PROMPT
Rewrite every row below as a two-column CSV with the header line instruction,points. Each row gets one line, with its text in the instruction column and its answer in the points column, each as a single quoted field with line breaks replaced by spaces.

□ □ □ □

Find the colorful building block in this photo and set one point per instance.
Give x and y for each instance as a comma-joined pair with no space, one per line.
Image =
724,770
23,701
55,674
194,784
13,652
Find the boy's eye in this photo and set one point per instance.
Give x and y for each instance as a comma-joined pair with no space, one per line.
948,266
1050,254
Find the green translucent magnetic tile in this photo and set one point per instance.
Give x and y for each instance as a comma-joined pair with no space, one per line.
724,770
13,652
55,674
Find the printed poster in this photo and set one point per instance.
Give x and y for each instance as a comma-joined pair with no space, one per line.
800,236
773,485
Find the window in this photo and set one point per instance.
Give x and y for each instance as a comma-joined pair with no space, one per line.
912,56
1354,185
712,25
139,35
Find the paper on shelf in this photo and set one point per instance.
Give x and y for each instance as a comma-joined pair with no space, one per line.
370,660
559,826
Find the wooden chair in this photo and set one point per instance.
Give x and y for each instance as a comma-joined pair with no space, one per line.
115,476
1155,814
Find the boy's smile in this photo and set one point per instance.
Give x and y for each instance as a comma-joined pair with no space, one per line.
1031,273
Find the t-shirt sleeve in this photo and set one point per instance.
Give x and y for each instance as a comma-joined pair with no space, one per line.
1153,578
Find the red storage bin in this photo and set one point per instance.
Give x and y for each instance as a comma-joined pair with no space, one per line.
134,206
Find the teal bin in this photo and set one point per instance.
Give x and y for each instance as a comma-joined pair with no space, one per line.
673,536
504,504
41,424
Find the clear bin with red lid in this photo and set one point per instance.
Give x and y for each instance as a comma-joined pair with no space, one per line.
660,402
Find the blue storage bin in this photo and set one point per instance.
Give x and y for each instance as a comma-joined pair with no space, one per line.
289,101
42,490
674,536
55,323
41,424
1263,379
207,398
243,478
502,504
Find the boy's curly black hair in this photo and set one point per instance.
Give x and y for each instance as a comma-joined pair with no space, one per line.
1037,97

□ □ □ □

RESULT FOR THIS EXERCISE
instruction,points
"Find the colorful building block in this photo and set one point per instance. Give x and y for each instance as a comma-joined pair with no space, one per line. Image =","724,770 23,701 55,674 194,784 13,652"
"Find the boy's eye in this photo and set one point per instance. Give x and y for each instance as a comma-joined pair with no space, one per line.","948,266 1050,254"
"Find the green translucent magnetic tile in this photo and set one point per instance. Give x and y for each instance as a comma-joined pair with no space, one per line.","724,770 13,652 55,674"
"Find the printed poster in this photo and set one point per instance. Give x and y for each instance as a comma-joined pair with no space, one per line.","800,236 773,485"
"Find the window in this photo and set one point per instance. Give x and y for each instance as a comma-joined pair with no space, one per line.","912,56 1354,185 712,25 139,35"
"Find the paper on shelf in this photo and set one point per instance. Give x and y for each instance as a comma-joined pair with no space, one per line.","370,660 559,826"
"Find the wooden chair in this photo and set one point per instance. Give x and y for each instance as a comma-joined pair with no space, one per line.","115,476 1155,814"
"Find the boy's smile in this photo and set one point per instance. Give x and y for each instance as a comma-joined pair with no space, one per line.","1031,273"
"Find the t-shirt sleeve in this photo and set one point per instance. Give x and y for each instance as a comma-joined pair with no space, one per line.","1153,578"
"Find the red storage bin in this photo and set one point per instance. Give x and y for each instance as a comma-joined pair with no space, one per line.","134,206"
"Find the teal bin in this photo and set one point per instance. Give x and y for each instance as a comma-joined pair with no space, one per line.","673,536 504,504 41,424"
"Find the clear bin with red lid in this photo and set one point per instance. Give x and y for each instance as a comma-joined pair with no space, one per line.","660,402"
"Find the blue storage bin in this photo and set one point per instance. Give x and y for each instance as a comma-joined pair with no space, one per line.","289,101 42,490 674,536 55,323 41,424 1263,379 207,398 243,478 502,504"
"Find the boy's curly black hair in this photo and set one point per instance. Give x and y for each instance as a comma-joined pair with no space, one per line.","1037,97"